読解文:
+===+

1世帯当たり通信費14.9万円(2014年)のうち約1/4分が海外に流出しているとややひかえめに見積もって「仮定」するとしても、

総流出金額=7.5万円×1/4×4997万世帯(*)=1年間当たり18.6兆円
*H20年住宅・土地統計調査

となる。実際には、1人世帯の通信費はもう少し小さいだろう。また、企業や各機関が支払う通信費が加算される。いずれにしても、おおざっぱにいって、日本の国家税収の数割規模の金額が、これら外資IT企業に流れている。

このように、個人消費の最大拡大費目が海外に抜けていて、かつ国内にそのマネーが貫流していない。それは、ただでさえ弱い日本の個人消費が、更に弱くなっている要因の1つであり、景気回復の足かせとなっている。また、先進国において、いま個人間の経済格差が拡大しているが、その要因の1つでもある。すなわち、世界中の富が一部の者に独占されている。今年3月の訪独の際、こうした現象のことを、ドイツでは「デジタル・プロレタリアート」と呼ばれていると教えてもらった。

+===+

提供資料:

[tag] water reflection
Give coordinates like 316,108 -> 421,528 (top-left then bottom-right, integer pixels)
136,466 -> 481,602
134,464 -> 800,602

+===+

作業内容: 通信費の海外流出についての読解文から、「となる。実際には、1人世帯の」と「ばれていると教えてもらった。」の間の部分を、両端の語句も含めてそのまま書き写してもらえますか？

解答:
となる。実際には、1人世帯の通信費はもう少し小さいだろう。また、企業や各機関が支払う通信費が加算される。いずれにしても、おおざっぱにいって、日本の国家税収の数割規模の金額が、これら外資IT企業に流れている。

このように、個人消費の最大拡大費目が海外に抜けていて、かつ国内にそのマネーが貫流していない。それは、ただでさえ弱い日本の個人消費が、更に弱くなっている要因の1つであり、景気回復の足かせとなっている。また、先進国において、いま個人間の経済格差が拡大しているが、その要因の1つでもある。すなわち、世界中の富が一部の者に独占されている。今年3月の訪独の際、こうした現象のことを、ドイツでは「デジタル・プロレタリアート」と呼ばれていると教えてもらった。